Stored items from a collection
........

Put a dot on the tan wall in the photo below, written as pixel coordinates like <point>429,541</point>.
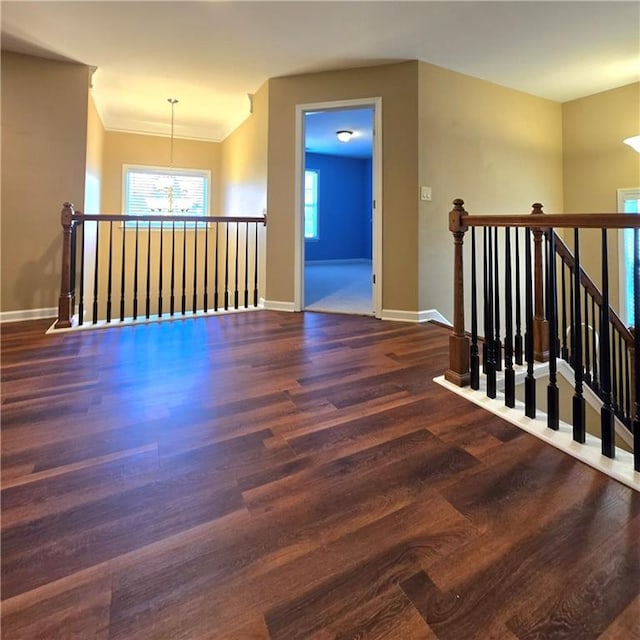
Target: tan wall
<point>128,148</point>
<point>93,191</point>
<point>132,148</point>
<point>95,149</point>
<point>397,85</point>
<point>44,115</point>
<point>597,163</point>
<point>499,150</point>
<point>243,162</point>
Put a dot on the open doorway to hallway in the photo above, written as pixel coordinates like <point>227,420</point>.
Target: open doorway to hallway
<point>337,210</point>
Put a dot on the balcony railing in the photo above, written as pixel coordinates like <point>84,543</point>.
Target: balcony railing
<point>122,267</point>
<point>533,283</point>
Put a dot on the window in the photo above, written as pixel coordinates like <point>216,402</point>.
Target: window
<point>311,205</point>
<point>628,202</point>
<point>158,190</point>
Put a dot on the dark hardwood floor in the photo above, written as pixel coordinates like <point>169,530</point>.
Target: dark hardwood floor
<point>278,476</point>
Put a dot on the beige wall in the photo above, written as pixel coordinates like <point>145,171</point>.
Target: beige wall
<point>596,164</point>
<point>129,148</point>
<point>243,162</point>
<point>499,150</point>
<point>95,149</point>
<point>397,85</point>
<point>44,147</point>
<point>132,148</point>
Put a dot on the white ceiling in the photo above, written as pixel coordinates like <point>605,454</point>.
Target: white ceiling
<point>321,128</point>
<point>210,55</point>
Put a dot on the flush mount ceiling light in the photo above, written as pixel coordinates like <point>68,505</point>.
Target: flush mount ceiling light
<point>344,135</point>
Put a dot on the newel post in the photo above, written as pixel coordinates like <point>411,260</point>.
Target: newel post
<point>65,301</point>
<point>540,323</point>
<point>458,371</point>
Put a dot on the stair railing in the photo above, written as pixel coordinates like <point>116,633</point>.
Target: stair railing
<point>566,316</point>
<point>117,267</point>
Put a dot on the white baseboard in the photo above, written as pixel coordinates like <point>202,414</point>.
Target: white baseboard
<point>277,305</point>
<point>28,314</point>
<point>414,316</point>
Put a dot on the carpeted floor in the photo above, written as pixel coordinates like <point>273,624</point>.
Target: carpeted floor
<point>339,287</point>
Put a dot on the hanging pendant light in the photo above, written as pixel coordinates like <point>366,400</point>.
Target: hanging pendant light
<point>172,195</point>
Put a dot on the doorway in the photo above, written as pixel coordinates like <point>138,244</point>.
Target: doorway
<point>338,218</point>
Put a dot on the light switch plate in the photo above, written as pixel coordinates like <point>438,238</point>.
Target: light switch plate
<point>425,194</point>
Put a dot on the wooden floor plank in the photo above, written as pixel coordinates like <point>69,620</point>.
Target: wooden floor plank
<point>272,476</point>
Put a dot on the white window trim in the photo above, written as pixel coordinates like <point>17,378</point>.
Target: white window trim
<point>145,168</point>
<point>317,236</point>
<point>623,195</point>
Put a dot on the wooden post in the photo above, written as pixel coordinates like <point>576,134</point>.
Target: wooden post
<point>540,323</point>
<point>65,301</point>
<point>458,372</point>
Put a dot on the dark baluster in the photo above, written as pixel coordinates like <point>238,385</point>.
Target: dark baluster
<point>65,300</point>
<point>255,270</point>
<point>636,348</point>
<point>184,268</point>
<point>109,271</point>
<point>195,268</point>
<point>72,265</point>
<point>594,347</point>
<point>627,386</point>
<point>509,373</point>
<point>606,412</point>
<point>489,330</point>
<point>235,289</point>
<point>226,269</point>
<point>540,323</point>
<point>135,276</point>
<point>147,306</point>
<point>486,344</point>
<point>474,380</point>
<point>96,271</point>
<point>81,300</point>
<point>553,397</point>
<point>497,346</point>
<point>529,381</point>
<point>246,265</point>
<point>564,353</point>
<point>215,277</point>
<point>205,295</point>
<point>555,303</point>
<point>518,338</point>
<point>578,398</point>
<point>614,371</point>
<point>123,272</point>
<point>172,300</point>
<point>458,371</point>
<point>587,342</point>
<point>620,378</point>
<point>572,324</point>
<point>160,270</point>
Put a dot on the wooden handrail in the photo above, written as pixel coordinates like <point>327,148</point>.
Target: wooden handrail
<point>123,217</point>
<point>557,221</point>
<point>460,220</point>
<point>72,220</point>
<point>567,257</point>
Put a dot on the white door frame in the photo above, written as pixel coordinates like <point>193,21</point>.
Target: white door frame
<point>376,249</point>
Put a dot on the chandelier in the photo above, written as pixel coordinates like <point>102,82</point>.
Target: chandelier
<point>172,193</point>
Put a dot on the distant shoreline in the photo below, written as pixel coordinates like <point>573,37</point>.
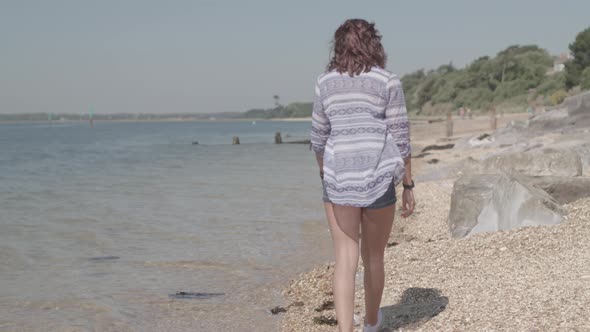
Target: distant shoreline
<point>307,119</point>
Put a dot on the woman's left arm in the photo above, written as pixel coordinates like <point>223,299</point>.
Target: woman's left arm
<point>398,124</point>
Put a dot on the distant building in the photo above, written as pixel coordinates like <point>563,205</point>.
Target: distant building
<point>559,63</point>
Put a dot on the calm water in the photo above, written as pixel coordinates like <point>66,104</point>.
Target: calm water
<point>98,226</point>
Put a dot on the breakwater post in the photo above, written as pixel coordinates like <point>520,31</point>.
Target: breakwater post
<point>278,138</point>
<point>449,124</point>
<point>493,119</point>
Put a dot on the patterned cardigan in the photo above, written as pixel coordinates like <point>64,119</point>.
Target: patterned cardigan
<point>360,126</point>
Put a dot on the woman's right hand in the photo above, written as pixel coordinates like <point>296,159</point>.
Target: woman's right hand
<point>408,203</point>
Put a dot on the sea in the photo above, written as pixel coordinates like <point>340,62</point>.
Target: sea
<point>154,226</point>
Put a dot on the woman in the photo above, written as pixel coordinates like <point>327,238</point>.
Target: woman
<point>360,133</point>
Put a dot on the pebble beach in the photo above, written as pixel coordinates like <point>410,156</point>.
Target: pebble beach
<point>524,279</point>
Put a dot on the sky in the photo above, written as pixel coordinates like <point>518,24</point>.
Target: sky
<point>144,56</point>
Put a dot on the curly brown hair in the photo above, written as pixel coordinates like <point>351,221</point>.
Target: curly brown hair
<point>356,48</point>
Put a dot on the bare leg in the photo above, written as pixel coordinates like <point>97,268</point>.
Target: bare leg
<point>344,224</point>
<point>375,228</point>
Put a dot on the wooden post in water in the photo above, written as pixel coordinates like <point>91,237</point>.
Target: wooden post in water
<point>493,119</point>
<point>449,124</point>
<point>278,139</point>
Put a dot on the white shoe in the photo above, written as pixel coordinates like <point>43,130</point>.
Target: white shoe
<point>374,328</point>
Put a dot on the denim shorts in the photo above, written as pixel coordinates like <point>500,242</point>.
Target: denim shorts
<point>387,199</point>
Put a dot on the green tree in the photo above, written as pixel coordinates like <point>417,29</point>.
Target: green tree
<point>580,49</point>
<point>585,79</point>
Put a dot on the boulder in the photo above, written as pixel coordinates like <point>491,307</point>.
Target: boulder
<point>539,162</point>
<point>493,202</point>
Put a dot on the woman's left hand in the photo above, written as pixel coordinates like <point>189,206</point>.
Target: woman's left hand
<point>407,203</point>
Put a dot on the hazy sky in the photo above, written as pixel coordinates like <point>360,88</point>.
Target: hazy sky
<point>212,56</point>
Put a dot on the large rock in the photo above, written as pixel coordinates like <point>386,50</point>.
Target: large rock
<point>492,202</point>
<point>540,162</point>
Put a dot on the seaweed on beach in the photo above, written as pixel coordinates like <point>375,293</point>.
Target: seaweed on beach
<point>325,320</point>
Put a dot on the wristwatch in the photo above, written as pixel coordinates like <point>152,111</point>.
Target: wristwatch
<point>408,186</point>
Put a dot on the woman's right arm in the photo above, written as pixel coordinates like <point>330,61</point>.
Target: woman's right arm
<point>320,128</point>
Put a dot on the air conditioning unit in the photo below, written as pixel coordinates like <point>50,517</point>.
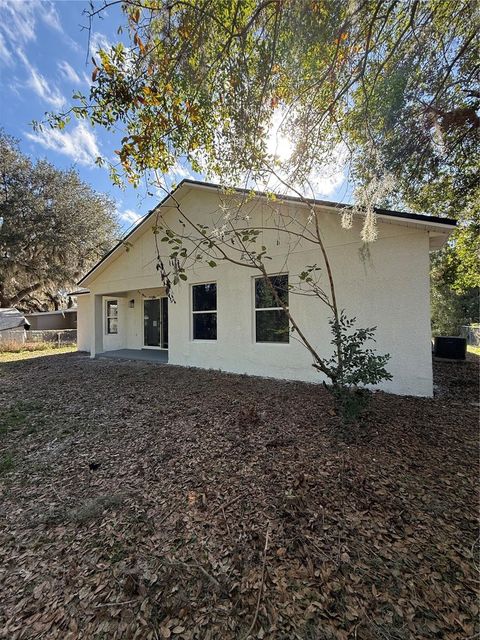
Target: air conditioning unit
<point>450,347</point>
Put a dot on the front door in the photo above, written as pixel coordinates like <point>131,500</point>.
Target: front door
<point>155,323</point>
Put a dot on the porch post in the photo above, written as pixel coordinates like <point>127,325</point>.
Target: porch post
<point>96,326</point>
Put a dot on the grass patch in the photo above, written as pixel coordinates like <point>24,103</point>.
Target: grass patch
<point>45,350</point>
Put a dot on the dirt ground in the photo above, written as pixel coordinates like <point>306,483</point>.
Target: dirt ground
<point>149,501</point>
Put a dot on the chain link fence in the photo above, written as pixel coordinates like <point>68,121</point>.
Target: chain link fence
<point>472,334</point>
<point>55,336</point>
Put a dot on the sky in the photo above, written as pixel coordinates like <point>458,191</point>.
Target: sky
<point>44,59</point>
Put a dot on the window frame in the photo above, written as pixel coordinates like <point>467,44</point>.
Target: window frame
<point>193,313</point>
<point>255,309</point>
<point>109,317</point>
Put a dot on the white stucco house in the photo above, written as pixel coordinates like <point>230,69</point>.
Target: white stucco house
<point>218,319</point>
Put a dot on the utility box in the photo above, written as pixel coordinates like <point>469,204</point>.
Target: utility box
<point>450,347</point>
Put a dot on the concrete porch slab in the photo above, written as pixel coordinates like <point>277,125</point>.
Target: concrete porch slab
<point>147,355</point>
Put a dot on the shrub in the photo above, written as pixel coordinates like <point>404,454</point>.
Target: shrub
<point>353,366</point>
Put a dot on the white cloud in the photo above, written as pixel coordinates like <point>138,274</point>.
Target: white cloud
<point>323,181</point>
<point>128,215</point>
<point>78,142</point>
<point>98,41</point>
<point>5,54</point>
<point>49,15</point>
<point>68,72</point>
<point>18,20</point>
<point>44,89</point>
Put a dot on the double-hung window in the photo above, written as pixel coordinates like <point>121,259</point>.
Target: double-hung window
<point>271,321</point>
<point>111,316</point>
<point>204,311</point>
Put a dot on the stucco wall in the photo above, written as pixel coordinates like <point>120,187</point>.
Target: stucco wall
<point>51,321</point>
<point>389,288</point>
<point>84,320</point>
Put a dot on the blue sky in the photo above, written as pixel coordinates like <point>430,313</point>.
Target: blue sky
<point>44,58</point>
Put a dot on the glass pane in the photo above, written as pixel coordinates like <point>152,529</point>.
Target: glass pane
<point>271,326</point>
<point>204,326</point>
<point>151,323</point>
<point>264,297</point>
<point>112,308</point>
<point>112,325</point>
<point>164,303</point>
<point>205,297</point>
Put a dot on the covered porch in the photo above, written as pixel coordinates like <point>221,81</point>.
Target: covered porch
<point>146,355</point>
<point>130,324</point>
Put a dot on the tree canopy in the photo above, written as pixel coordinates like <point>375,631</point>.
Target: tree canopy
<point>393,85</point>
<point>53,227</point>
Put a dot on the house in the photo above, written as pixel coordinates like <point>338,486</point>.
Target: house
<point>12,325</point>
<point>216,320</point>
<point>53,320</point>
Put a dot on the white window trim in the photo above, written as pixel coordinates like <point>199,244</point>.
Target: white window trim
<point>107,317</point>
<point>201,340</point>
<point>255,309</point>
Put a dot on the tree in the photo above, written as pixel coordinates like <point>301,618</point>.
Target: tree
<point>392,84</point>
<point>53,227</point>
<point>241,236</point>
<point>395,83</point>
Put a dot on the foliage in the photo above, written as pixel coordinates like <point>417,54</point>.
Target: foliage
<point>53,227</point>
<point>371,538</point>
<point>452,310</point>
<point>393,83</point>
<point>455,282</point>
<point>15,352</point>
<point>353,367</point>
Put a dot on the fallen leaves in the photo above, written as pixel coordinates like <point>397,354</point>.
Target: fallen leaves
<point>370,537</point>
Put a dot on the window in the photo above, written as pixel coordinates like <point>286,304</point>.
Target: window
<point>271,322</point>
<point>112,316</point>
<point>204,311</point>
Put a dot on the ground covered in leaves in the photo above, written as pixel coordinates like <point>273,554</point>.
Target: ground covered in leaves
<point>149,501</point>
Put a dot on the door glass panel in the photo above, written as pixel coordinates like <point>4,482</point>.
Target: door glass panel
<point>151,323</point>
<point>164,304</point>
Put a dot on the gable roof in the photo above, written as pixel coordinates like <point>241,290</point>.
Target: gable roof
<point>445,225</point>
<point>11,318</point>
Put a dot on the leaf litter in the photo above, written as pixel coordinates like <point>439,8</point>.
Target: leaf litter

........

What you should do:
Which lines of the data contain the string "litter"? Copy each one.

Solution to this exercise:
Put a dot on the leaf litter in the photo above, written as pixel coordinates like <point>439,8</point>.
Target: leaf litter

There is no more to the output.